Case Name: Top Gun Drywall Supply, Inc. v. Layton Construction Co., Inc., et al.
Case No.: 1-14-CV-265278
Defendant/cross-complainant/cross-defendant Layton Construction Co., Inc. (“Layton”) demurs to the cross-complaint (“Cross-Complaint”) filed defendant/cross-complainant/cross-defendant Champion Construction, Inc. dba Champion Construction Services (“Champion”).
This is an action for breach of contract, indemnity and fraud arising out of a payment dispute in a construction protect. In March of 2012, Champion bid on a project making various improvements on the property located at 19800 Vallco Parkway in Cupertino (the “Project”) and was selected by general contractor Layton to perform the drywall and metal framing. (Cross-Complaint, ¶ 9.)
In August 2012, Layton required that another drywall contractor be brought in to split the work on the project and selected defendant Mission Drywall Systems (“Mission”) to fulfill that role. (Cross-Complaint, ¶¶ 10, 11.) In October 2012, Layton executed separate drywall/metal framing subcontracts with Mission and Champion which allocated work on the drywall/metal framing and required the subcontractors to supply all materials and labor. (Id., ¶ 12.) The subcontracts also provided that if either Mission or Champion did not perform, Layton was responsible for completion of the Project. (Id., ¶ 13 and Exhibits A and B.)
Following the execution of the contract and at Layton’s request, Champion ordered the materials up front for the entire project through plaintiff Top Gun Drywall Supply, Inc. (“Top Gun”) and began billing the materials as they were delivered for the initial phase of drywall installation. (Cross-Complaint, ¶¶ 14, 15.) Layton demanded that Top Gun’s invoices be split between Mission and Champion, regardless of the phase for which the materials were provided, and withheld payment until this was done. (Id., ¶ 16.) Champion acquiesced to the demand. (Id.)

-.-.-

◆ **Required task 1**:
According to the case summary, at what address is the Project located?
◆ **Required task 2**:
Update the passage of the case summary starting at "Following the execution" and ending at "the demand. (Id.)" by replacing "materials" with "supplies", and reproduce the revised passage in full.
Rely solely on the case summary when completing these tasks.

-.-.-

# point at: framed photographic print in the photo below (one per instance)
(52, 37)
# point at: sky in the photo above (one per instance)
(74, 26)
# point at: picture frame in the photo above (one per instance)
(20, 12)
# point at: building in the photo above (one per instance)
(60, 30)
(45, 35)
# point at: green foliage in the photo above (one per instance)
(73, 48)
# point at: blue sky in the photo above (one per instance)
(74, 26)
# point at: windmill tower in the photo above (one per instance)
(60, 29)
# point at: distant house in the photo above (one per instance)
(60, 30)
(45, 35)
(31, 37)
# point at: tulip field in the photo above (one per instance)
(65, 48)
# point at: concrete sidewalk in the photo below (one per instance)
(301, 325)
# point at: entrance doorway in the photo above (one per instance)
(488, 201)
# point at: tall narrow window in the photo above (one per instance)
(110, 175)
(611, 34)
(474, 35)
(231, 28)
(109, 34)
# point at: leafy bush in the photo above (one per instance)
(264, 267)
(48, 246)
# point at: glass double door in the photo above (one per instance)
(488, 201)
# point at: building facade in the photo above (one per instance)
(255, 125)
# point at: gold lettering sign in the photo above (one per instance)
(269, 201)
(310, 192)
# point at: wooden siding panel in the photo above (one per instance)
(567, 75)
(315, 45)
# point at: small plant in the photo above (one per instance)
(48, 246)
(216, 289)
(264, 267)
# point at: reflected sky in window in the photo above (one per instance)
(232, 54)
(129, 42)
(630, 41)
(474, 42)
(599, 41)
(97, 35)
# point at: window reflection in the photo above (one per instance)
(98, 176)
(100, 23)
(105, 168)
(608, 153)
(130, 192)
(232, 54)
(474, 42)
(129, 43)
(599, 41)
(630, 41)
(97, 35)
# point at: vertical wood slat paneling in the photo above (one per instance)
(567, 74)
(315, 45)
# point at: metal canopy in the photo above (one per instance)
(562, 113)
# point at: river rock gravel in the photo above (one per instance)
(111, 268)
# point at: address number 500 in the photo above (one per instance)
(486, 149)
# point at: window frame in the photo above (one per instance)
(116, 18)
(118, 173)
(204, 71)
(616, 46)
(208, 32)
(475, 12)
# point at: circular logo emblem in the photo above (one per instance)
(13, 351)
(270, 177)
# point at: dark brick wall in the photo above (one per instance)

-.-.-

◆ **Correct result 1**:
19800 Vallco Parkway in Cupertino

◆ **Correct result 2**:
Following the execution of the contract and at Layton’s request, Champion ordered the supplies up front for the entire project through plaintiff Top Gun Drywall Supply, Inc. (“Top Gun”) and began billing the supplies as they were delivered for the initial phase of drywall installation. (Cross-Complaint, ¶¶ 14, 15.) Layton demanded that Top Gun’s invoices be split between Mission and Champion, regardless of the phase for which the supplies were provided, and withheld payment until this was done. (Id., ¶ 16.) Champion acquiesced to the demand. (Id.)